**THE TASK**
Substitute "locates" for every occurrence of "pinpoints" in the records below, and reproduce them with nothing else altered.
========
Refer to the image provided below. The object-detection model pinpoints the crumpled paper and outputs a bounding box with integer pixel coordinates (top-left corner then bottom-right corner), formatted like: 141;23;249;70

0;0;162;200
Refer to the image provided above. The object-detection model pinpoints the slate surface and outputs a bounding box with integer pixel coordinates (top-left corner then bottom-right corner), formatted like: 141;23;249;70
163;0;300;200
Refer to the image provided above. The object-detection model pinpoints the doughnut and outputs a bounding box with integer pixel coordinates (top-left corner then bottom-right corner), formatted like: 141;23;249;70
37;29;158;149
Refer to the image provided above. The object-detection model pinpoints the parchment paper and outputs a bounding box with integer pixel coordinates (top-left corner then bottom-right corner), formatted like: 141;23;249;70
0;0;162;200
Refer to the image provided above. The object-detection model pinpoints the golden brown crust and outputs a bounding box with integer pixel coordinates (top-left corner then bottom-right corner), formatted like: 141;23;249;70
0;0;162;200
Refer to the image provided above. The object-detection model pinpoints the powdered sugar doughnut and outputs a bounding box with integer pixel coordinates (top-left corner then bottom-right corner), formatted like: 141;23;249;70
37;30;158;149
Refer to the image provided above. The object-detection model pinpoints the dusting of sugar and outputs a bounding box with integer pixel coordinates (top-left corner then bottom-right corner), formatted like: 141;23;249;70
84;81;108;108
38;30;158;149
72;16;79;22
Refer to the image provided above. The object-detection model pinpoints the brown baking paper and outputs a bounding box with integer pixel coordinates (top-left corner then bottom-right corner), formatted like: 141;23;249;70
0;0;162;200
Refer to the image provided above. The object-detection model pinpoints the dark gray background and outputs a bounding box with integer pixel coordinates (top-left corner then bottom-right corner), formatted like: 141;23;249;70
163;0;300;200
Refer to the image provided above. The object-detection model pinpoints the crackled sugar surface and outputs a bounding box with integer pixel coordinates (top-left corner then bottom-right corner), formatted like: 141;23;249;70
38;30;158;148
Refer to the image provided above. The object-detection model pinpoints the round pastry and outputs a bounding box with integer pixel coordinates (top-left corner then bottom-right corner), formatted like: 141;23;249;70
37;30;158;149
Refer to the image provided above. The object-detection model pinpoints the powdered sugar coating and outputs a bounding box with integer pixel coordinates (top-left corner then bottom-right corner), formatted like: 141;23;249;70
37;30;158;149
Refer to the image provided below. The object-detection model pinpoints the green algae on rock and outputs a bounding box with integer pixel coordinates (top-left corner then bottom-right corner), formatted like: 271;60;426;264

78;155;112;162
========
**OUTPUT FOR THIS TASK**
Refer to the image provided below. The object-detection model locates the crumpled paper and outputs a bounding box with integer pixel coordinates (top-left corner then bottom-right corner), formatted like: 141;23;249;70

0;0;162;200
Refer to the image provided above. The object-detection model locates the slate surface and outputs a bounding box with integer pixel coordinates (top-left corner then bottom-right corner), formatted like: 141;23;249;70
163;0;300;200
Refer to the image provided above. The object-detection model locates the doughnut and outputs a bounding box with integer pixel coordinates (top-left corner then bottom-right corner), formatted like: 141;23;249;70
37;29;158;149
Refer to the image provided above. The object-detection model locates the parchment paper and outputs a bounding box with integer pixel coordinates (top-left corner then bottom-right corner), formatted like: 141;23;249;70
0;0;162;200
Refer to the image provided above. The object-detection model locates the golden brown crust and outputs a bounding box with integer pixel coordinates (top-left corner then bottom-right corner), formatted like: 141;23;249;70
0;0;162;200
Refer to the image provided above. The object-detection model locates the powdered sugar doughnut and outputs a bounding box with integer pixel coordinates (top-left corner then bottom-right corner), formatted like: 141;23;249;70
37;30;158;149
Refer to the image provided above. The object-detection model locates the dusting of sugar and outputs a bounding box with integer pixel coordinates (top-left corner then bottom-right corner), formatted like: 141;23;249;70
84;81;108;108
38;30;158;149
72;16;79;22
Refer to the image provided above. The object-detection model locates the brown baking paper and outputs a bounding box with integer pixel coordinates (top-left corner then bottom-right corner), formatted like: 141;23;249;70
0;0;162;200
Refer to the image provided above. The object-detection model locates the dark gray background and outputs a bounding box with integer pixel coordinates (top-left corner then bottom-right corner), formatted like: 141;23;249;70
163;0;300;200
Refer to the image provided above. The object-detection model locates the crackled sugar surface and outputs a bounding box with integer pixel coordinates (top-left corner then bottom-right corner), formatted like: 141;23;249;70
38;30;158;148
Refer to the image provided above. The object-detection model locates the round pastry and outputs a bounding box with integer pixel coordinates (top-left corner then bottom-right corner), formatted like: 141;23;249;70
37;30;158;149
Refer to the image provided above. The object-detection model locates the powdered sugar coating and outputs a bounding box with integer pixel coordinates (top-left corner then bottom-right corner), formatted like: 141;23;249;70
37;30;158;149
Refer to the image provided below. The object-detection model locates the green algae on rock and outputs a bounding box with integer pixel coordinates (top-left corner then bottom-right corner), formatted like: 271;60;426;264

78;155;112;162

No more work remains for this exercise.